Exercise brief:
Repeat the rows below exactly, from the line with "The scan above contains the aerial" to the line with "[161,94,184,165]", including both of those lines and nothing else.

Extracted records:
_ _ _ _ _ _ _

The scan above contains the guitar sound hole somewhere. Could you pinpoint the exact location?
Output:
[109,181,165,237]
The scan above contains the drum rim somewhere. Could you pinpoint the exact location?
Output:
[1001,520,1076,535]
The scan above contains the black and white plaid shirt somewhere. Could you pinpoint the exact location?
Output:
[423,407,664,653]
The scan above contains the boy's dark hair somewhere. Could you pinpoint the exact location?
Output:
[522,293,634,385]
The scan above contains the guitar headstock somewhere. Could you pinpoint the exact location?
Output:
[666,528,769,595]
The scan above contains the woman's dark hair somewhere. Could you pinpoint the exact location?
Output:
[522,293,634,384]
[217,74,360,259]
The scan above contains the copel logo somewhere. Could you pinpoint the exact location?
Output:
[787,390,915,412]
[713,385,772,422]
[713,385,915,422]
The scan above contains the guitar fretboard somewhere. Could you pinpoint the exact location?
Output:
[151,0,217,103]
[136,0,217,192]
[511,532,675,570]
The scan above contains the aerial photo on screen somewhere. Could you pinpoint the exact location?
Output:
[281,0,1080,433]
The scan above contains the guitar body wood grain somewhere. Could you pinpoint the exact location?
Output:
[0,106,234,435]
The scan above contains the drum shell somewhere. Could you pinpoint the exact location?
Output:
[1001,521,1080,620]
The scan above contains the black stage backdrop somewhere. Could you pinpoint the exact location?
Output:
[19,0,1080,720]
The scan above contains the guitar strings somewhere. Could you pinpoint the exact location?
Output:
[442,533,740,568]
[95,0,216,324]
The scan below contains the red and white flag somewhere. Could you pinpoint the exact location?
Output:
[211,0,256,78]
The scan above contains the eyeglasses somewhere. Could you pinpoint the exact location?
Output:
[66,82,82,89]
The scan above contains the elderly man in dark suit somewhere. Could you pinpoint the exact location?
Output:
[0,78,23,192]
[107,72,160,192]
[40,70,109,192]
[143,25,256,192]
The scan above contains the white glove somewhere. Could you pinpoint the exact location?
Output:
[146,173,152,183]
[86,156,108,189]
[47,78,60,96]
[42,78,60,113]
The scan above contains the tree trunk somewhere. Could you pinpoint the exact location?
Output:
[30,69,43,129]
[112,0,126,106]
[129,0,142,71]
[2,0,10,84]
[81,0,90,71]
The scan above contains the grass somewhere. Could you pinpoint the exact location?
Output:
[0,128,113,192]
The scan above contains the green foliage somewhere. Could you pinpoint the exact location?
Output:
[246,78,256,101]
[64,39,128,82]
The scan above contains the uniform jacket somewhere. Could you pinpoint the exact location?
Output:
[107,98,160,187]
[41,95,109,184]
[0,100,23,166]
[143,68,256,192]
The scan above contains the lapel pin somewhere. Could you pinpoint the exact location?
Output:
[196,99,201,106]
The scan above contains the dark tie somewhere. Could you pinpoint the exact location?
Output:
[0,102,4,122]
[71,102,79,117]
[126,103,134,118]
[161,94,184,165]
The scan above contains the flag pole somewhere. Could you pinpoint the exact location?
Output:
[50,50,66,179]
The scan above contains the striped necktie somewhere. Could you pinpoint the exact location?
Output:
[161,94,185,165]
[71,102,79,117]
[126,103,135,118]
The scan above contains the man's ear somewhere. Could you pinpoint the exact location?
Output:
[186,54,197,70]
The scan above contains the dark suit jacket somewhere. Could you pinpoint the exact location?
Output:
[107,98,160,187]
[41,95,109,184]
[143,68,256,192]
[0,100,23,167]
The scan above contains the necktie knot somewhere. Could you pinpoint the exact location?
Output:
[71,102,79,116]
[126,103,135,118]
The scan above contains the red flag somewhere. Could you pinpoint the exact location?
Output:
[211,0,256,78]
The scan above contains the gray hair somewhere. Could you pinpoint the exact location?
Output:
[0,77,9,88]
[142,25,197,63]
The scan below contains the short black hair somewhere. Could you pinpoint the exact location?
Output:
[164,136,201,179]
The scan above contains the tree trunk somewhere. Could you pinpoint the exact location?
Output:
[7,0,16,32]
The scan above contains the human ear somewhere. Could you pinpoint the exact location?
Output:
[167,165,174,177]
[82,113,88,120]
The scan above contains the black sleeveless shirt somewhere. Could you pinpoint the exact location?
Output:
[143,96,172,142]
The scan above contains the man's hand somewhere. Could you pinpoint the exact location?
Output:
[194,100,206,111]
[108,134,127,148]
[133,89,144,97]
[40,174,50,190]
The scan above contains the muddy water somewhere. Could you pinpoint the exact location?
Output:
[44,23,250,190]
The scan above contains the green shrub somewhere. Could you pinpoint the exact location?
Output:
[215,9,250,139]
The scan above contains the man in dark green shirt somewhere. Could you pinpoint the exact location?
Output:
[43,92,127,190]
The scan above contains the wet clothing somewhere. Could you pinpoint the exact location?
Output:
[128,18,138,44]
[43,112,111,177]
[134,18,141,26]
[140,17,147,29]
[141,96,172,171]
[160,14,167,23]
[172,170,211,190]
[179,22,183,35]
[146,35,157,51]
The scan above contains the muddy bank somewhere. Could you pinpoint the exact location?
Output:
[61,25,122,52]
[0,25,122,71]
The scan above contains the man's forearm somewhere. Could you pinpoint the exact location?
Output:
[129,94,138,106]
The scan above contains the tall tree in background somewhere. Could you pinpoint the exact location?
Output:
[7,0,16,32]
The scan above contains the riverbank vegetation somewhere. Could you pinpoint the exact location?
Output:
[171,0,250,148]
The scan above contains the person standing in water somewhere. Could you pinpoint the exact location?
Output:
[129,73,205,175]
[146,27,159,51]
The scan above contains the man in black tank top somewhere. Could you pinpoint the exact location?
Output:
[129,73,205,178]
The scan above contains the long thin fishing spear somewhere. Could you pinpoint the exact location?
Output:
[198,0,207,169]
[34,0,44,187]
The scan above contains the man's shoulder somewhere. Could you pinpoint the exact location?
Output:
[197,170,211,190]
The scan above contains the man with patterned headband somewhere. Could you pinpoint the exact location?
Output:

_ _ _ _ _ _ _

Complete response:
The scan above contains the aerial photo on screen somewhere. Could you pinpoint the exact location?
Output:
[281,0,1080,433]
The scan above contains the guitar body wood grain somewhere. Could you pinpoint the exact location?
Output:
[0,106,234,435]
The scan above contains the drum shell somewhere. Could you pinpoint the exact location?
Output:
[1001,521,1080,620]
The scan above contains the black stage backdrop somewhere. Could you pinpoint the exact location?
Output:
[19,0,1080,720]
The scan above contains the guitar strings somewhere. Could you pinpoint the exact location?
Output:
[442,533,740,568]
[95,0,216,324]
The scan below contains the red and white flag somewhere. Could you pinpoint the exact location?
Output:
[211,0,256,78]
The scan above contains the eyeglasses somewhere. Could you pinpoint the exact location?
Output:
[66,82,82,89]
The scan above contains the elderly man in dark suit somewhere. Could you pinpoint the exact location?
Output:
[0,78,23,192]
[107,72,160,192]
[40,70,109,192]
[143,25,256,192]
The scan above contains the white glove somewhere. Could you pinpoint the exact location?
Output:
[146,173,152,183]
[86,156,108,189]
[47,78,60,96]
[42,78,60,113]
The scan above contains the tree trunk somewhere. Could you pinpoint the exact location?
Output:
[30,69,43,129]
[112,0,126,106]
[129,0,142,71]
[2,0,10,84]
[81,0,90,71]
The scan above contains the grass somewhere. Could you pinpoint the exact location?
Output:
[0,128,113,192]
The scan above contains the green foliage somewhere. Could you pinpoint the exact location?
Output:
[246,78,256,101]
[64,39,128,82]
The scan above contains the uniform jacket somewhere. Could you pinpoint the exact location?
Output:
[107,98,160,187]
[41,95,109,184]
[0,100,23,166]
[143,68,256,192]
The scan above contains the lapel pin somewhere. Could you pinpoint the exact location?
Output:
[196,99,201,106]
The scan above contains the dark tie somewhere. Could you pinpoint the exact location?
Output:
[0,102,4,122]
[71,102,79,117]
[126,103,134,118]
[161,94,184,165]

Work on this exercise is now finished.